===== SUPPLIED MATERIAL
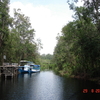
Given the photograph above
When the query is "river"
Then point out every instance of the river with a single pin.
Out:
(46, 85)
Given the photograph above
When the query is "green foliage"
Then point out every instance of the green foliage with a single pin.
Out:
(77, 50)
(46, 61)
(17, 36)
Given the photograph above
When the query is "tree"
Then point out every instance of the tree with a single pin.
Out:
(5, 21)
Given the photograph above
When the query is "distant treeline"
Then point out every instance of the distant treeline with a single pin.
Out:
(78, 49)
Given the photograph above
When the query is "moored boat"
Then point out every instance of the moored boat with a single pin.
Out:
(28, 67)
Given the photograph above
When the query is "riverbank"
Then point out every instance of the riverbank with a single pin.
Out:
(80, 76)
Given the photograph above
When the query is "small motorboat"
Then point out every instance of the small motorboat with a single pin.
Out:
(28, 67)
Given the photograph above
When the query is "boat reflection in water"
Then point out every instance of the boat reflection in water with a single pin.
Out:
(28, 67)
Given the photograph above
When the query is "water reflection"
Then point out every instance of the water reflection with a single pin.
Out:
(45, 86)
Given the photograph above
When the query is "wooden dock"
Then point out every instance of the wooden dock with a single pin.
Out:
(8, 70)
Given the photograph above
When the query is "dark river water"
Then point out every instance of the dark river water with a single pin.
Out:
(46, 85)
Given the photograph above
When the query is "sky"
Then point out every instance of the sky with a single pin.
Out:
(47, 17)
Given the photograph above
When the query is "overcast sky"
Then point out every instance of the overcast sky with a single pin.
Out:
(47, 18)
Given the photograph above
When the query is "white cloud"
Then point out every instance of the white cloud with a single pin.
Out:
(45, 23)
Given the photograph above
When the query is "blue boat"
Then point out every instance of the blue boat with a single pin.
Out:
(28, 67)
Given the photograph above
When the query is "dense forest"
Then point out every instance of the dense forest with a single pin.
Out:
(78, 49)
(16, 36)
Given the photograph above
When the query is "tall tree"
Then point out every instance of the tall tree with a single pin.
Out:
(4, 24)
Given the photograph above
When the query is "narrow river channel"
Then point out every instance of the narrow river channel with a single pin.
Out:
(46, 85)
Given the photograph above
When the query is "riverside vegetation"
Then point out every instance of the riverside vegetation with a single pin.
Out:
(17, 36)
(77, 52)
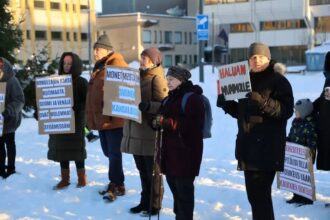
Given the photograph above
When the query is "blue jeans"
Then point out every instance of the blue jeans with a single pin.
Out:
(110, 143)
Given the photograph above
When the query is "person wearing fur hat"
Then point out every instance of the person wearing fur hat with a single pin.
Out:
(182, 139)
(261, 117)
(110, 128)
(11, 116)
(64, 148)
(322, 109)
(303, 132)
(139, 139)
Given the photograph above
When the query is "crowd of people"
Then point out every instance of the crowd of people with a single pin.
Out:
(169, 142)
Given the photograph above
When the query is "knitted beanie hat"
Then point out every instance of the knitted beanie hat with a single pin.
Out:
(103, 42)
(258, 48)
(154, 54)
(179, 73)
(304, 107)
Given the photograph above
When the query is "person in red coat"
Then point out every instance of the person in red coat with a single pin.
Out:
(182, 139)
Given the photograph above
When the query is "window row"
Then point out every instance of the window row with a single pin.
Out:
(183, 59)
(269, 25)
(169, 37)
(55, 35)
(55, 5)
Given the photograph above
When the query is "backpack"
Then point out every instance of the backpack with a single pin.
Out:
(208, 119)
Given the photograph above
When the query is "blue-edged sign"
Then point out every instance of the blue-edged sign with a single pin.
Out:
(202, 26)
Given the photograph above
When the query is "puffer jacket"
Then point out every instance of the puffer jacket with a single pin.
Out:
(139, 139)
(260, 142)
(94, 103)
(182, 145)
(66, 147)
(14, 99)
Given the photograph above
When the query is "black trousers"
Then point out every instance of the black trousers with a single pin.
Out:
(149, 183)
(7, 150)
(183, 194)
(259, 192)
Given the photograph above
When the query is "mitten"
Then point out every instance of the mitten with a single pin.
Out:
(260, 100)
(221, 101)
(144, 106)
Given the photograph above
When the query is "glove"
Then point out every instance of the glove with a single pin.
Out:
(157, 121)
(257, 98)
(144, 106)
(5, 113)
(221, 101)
==========
===== SUPPLIED MATERIAL
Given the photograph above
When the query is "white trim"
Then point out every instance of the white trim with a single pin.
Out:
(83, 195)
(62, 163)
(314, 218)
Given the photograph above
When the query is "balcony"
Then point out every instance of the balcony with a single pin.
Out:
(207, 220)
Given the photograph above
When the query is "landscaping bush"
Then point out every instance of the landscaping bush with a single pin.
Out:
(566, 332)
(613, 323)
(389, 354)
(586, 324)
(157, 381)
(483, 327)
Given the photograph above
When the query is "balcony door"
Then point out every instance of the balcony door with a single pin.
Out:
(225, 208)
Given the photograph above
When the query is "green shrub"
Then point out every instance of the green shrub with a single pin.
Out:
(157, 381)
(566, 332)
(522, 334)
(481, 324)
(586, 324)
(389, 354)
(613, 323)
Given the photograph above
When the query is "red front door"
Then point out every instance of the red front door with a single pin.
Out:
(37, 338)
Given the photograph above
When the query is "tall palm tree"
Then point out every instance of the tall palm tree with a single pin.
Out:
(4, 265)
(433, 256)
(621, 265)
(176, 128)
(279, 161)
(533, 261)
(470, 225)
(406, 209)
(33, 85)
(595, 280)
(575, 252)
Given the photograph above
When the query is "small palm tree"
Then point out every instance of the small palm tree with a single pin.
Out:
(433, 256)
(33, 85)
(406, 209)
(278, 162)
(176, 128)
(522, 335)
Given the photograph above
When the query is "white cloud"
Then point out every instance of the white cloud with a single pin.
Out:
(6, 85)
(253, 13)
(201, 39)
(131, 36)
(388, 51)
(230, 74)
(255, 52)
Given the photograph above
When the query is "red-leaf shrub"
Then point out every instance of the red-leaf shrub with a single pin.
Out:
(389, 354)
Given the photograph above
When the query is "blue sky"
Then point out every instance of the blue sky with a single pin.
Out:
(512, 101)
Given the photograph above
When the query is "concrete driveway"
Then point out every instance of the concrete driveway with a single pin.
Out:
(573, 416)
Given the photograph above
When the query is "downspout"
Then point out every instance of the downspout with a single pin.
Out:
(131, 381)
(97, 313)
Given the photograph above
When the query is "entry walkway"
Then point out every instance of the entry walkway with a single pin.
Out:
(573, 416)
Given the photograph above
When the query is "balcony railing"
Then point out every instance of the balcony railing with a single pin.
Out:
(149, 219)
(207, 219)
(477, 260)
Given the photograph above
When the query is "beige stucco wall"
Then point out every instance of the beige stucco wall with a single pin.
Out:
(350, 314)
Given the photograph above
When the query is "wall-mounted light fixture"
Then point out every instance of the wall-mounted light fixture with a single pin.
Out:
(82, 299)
==========
===== SUPPLIED MATERIAL
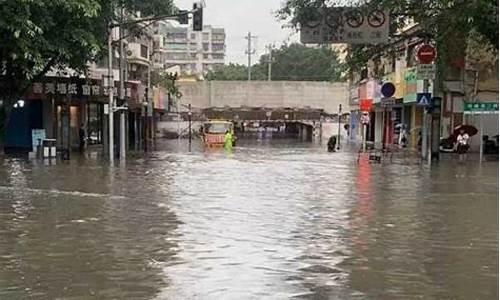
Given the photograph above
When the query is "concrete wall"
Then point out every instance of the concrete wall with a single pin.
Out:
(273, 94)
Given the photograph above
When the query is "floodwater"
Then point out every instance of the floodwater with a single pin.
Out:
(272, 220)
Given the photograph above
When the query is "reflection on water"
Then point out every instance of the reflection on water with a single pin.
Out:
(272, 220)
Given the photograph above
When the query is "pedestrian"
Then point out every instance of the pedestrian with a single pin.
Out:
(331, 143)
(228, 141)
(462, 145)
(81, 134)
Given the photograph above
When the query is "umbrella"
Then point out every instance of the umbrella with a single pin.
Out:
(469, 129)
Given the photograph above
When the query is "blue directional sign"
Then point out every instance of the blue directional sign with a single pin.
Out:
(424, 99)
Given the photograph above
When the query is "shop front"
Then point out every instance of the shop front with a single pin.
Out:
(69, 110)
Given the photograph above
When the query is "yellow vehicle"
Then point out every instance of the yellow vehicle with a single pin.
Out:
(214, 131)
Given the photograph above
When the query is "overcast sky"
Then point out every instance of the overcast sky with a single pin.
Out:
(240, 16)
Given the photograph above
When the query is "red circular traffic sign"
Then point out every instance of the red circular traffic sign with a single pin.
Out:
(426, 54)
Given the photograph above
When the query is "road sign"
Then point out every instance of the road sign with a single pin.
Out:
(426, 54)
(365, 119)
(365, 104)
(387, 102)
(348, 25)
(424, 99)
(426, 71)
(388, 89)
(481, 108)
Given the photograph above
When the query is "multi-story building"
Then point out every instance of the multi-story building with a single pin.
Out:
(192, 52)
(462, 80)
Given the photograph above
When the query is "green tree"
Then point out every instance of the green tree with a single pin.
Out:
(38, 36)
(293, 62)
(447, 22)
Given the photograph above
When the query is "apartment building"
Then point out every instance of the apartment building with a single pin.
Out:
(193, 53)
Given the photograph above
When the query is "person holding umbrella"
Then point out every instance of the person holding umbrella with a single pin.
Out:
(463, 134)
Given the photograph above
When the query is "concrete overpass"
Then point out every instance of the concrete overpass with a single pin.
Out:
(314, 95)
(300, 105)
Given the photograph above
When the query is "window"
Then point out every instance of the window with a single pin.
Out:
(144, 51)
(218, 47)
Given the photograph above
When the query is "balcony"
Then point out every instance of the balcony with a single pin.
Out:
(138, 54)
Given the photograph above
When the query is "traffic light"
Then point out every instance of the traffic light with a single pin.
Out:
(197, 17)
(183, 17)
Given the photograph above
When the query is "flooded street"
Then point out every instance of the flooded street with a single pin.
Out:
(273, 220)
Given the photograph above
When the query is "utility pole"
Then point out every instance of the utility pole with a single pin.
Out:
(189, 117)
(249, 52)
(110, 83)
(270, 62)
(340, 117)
==========
* **REQUIREMENT**
Please identify every line in the items above that contains the word "puffer" and copy each such line. Case counts, so match capitalization precisely.

* **CORRECT RESPONSE**
When the query is "puffer jacket"
Then point out every instance of the puffer jacket with a single pin.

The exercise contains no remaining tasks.